Natural-language object grounding data
+--

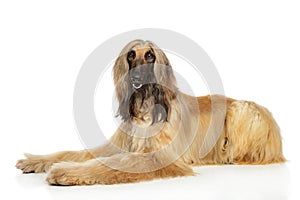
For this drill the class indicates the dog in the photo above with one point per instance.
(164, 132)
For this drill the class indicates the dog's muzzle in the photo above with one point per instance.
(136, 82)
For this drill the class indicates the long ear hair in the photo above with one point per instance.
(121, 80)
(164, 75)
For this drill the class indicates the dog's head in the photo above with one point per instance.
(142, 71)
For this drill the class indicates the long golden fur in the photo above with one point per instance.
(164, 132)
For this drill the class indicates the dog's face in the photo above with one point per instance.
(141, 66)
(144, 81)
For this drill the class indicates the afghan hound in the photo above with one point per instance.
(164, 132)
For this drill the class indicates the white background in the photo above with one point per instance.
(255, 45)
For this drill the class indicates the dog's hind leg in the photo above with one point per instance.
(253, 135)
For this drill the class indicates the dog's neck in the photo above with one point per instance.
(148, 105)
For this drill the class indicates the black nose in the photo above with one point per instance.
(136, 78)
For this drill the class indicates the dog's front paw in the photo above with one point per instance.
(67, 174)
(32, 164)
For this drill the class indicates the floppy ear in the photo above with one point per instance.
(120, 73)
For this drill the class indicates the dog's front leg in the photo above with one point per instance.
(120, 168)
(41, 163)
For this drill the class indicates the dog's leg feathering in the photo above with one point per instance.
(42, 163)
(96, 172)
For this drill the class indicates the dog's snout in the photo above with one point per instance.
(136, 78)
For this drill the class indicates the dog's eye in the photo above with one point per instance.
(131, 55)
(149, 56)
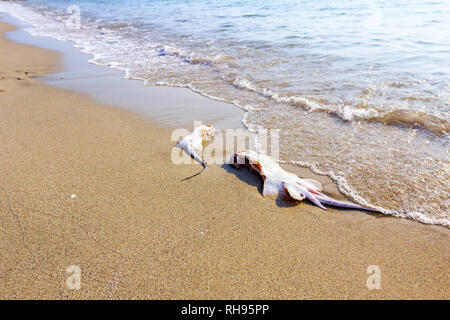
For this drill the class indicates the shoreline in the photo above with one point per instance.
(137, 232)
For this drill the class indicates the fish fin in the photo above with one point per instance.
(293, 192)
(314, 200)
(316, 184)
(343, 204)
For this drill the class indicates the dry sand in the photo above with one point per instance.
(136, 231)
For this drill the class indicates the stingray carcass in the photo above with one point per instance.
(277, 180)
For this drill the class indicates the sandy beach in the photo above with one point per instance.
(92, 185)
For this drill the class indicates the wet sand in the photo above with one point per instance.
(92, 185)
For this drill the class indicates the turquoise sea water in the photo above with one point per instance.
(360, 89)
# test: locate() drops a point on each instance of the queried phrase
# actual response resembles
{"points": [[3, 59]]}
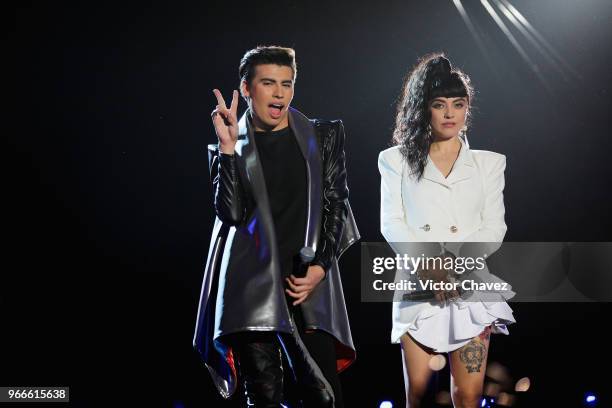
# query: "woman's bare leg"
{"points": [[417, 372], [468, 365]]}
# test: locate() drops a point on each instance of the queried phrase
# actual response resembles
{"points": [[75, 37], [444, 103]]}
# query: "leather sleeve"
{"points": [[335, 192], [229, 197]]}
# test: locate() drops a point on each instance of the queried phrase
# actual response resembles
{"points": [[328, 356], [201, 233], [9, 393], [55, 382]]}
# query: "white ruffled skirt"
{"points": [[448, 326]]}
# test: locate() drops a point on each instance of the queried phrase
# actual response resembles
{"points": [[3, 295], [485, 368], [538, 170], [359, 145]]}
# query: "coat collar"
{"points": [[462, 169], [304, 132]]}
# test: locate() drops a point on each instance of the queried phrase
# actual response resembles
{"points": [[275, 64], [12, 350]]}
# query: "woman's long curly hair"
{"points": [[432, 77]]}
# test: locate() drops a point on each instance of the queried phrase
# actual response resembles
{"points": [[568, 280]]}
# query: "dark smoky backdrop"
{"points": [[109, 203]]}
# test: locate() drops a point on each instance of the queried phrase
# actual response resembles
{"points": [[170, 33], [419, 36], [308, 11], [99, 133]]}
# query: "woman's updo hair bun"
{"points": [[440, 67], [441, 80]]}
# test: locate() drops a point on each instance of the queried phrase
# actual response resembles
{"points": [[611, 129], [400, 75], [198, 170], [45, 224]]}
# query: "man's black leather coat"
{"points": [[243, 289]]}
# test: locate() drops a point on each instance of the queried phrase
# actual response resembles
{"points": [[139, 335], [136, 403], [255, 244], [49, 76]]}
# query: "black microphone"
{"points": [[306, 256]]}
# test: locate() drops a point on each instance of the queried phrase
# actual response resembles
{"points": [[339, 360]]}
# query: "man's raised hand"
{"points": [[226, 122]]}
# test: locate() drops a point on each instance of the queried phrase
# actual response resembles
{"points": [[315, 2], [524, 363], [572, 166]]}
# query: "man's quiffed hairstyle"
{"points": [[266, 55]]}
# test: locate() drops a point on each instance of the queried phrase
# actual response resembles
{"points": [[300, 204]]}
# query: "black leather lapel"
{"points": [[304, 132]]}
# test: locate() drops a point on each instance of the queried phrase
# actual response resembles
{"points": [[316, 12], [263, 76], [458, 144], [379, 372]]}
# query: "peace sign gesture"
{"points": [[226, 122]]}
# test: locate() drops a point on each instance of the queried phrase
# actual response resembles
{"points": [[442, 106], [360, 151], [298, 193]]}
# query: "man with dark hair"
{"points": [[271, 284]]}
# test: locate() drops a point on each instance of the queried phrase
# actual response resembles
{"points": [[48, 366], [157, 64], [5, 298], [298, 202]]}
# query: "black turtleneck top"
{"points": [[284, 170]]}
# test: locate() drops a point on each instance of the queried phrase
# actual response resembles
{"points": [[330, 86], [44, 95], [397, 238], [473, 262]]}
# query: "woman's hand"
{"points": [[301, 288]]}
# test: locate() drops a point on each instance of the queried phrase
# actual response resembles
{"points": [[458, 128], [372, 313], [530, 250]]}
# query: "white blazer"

+--

EXERCISE: What you print must match the entries exactly, except that no pictures appear.

FINAL ANSWER:
For this drill the class indicates the dog in the photo above with one point per instance.
(164, 132)
For this drill the class indicates the dog's muzzle in the photo above with one point per instance.
(136, 82)
For this drill the class indicates the long ear hair in the photo above with one point per instance.
(121, 80)
(164, 75)
For this drill the class indicates the dog's head in the photo above with one point per instance.
(142, 71)
For this drill the class indicates the long golden fur in the photo above with one point per instance.
(164, 132)
For this drill the class indicates the dog's face in the photo above with one point per instance.
(141, 66)
(144, 81)
For this drill the class indicates the afghan hound in the photo above with one point per instance.
(164, 132)
For this drill the class indicates the white background in the photo above with one point per instance.
(255, 45)
For this drill the class indicates the dog's hind leg in the photo above with one point per instance.
(253, 135)
For this drill the class indicates the dog's neck in the photo above with one point per instance.
(148, 105)
For this drill the class indicates the black nose in the photo above with one point per instance.
(136, 78)
For this drill the class indicates the dog's front paw in the photo above with one point per instance.
(67, 174)
(32, 164)
For this drill the class indicates the floppy ear in the photo above with one point per instance.
(120, 73)
For this drill the class indicates the dog's front leg in the photo above with one point per instance.
(120, 168)
(41, 163)
For this drill the class indicates the dog's leg feathering in the photo above with one point per instance.
(42, 163)
(96, 172)
For this drill the class indicates the dog's snout in the photo above with one point per instance.
(136, 78)
For this drill the class indicates the dog's eye in the photo above with one point per instance.
(131, 55)
(149, 56)
For this drill the class indicates the shoreline in the photo above with one point per instance.
(137, 232)
For this drill the class indicates the fish fin in the photo above with one point per instance.
(293, 192)
(314, 200)
(316, 184)
(343, 204)
For this drill the class indicates the dry sand in the photo above with one point per instance.
(136, 231)
For this drill the class indicates the stingray carcass in the photo above with one point per instance.
(277, 180)
For this drill the class indicates the sandy beach in the photo above with one point per instance.
(92, 185)
For this drill the class indicates the wet sand in the photo above with one point per instance.
(92, 185)
For this drill the class indicates the turquoise sea water in the photo above with one point per instance.
(360, 89)
# test: locate() drops a point on each instance of the queried phrase
# actual response resembles
{"points": [[3, 59]]}
# query: "woman's bare leg"
{"points": [[417, 372], [468, 365]]}
# test: locate() drops a point on each instance of the queried phrase
# actual response resembles
{"points": [[75, 37], [444, 103]]}
# query: "leather sleeve"
{"points": [[335, 192], [229, 197]]}
# test: locate() drops a point on each instance of the queried phrase
# actual response resembles
{"points": [[328, 356], [201, 233], [9, 393], [55, 382]]}
# query: "white ruffled skirt"
{"points": [[448, 326]]}
# test: locate() drops a point on each instance of the queried phrase
# actual response resembles
{"points": [[3, 295], [485, 368], [538, 170], [359, 145]]}
# query: "coat collar"
{"points": [[462, 169], [304, 132]]}
# test: locate() drops a point on each instance of the queried phrase
# actual response resembles
{"points": [[275, 64], [12, 350]]}
# query: "woman's long curly hair"
{"points": [[432, 77]]}
# test: locate() drops a point on each instance of the queried phrase
# actual response resembles
{"points": [[568, 280]]}
# query: "dark smoky backdrop"
{"points": [[109, 203]]}
# test: locate() drops a point on each instance of the queried phrase
# actual response resembles
{"points": [[170, 33], [419, 36], [308, 11], [99, 133]]}
# query: "woman's updo hair bun"
{"points": [[440, 67], [441, 80]]}
# test: locate() drops a point on each instance of the queried phrase
# actual response resembles
{"points": [[611, 129], [400, 75], [198, 170], [45, 224]]}
# query: "man's black leather coat"
{"points": [[243, 289]]}
# test: locate() drops a point on each instance of the queried phrase
# actual response resembles
{"points": [[139, 335], [136, 403], [255, 244], [49, 76]]}
# query: "black microphone"
{"points": [[306, 256]]}
# test: locate() drops a point on each instance of the queried phrase
# actual response resembles
{"points": [[339, 360]]}
# query: "man's raised hand"
{"points": [[226, 122]]}
# test: locate() drops a point on each instance of the queried phrase
# actual response resembles
{"points": [[315, 2], [524, 363], [572, 166]]}
# query: "man's quiffed hairstyle"
{"points": [[266, 55]]}
# test: locate() drops a point on each instance of the queried phrase
# actual response resembles
{"points": [[300, 204]]}
# query: "black leather lapel"
{"points": [[304, 132]]}
# test: locate() drops a point on each instance of the queried phrase
# actual response resembles
{"points": [[316, 12], [263, 76], [458, 144], [379, 372]]}
# query: "peace sign gesture"
{"points": [[226, 122]]}
# test: locate() drops a point on each instance of the queried phrase
# actual response resembles
{"points": [[442, 106], [360, 151], [298, 193]]}
# query: "man with dark hair"
{"points": [[271, 284]]}
# test: locate() drops a point on each instance of the queried phrase
# actual response resembles
{"points": [[48, 366], [157, 64], [5, 298], [298, 202]]}
# query: "black turtleneck top"
{"points": [[284, 170]]}
# test: locate() drops a point on each instance of the queried phrase
# actual response resembles
{"points": [[330, 86], [44, 95], [397, 238], [473, 262]]}
# query: "woman's hand"
{"points": [[301, 288]]}
# test: locate() drops a point on each instance of the queried phrase
# actual response resembles
{"points": [[458, 128], [372, 313], [530, 250]]}
# query: "white blazer"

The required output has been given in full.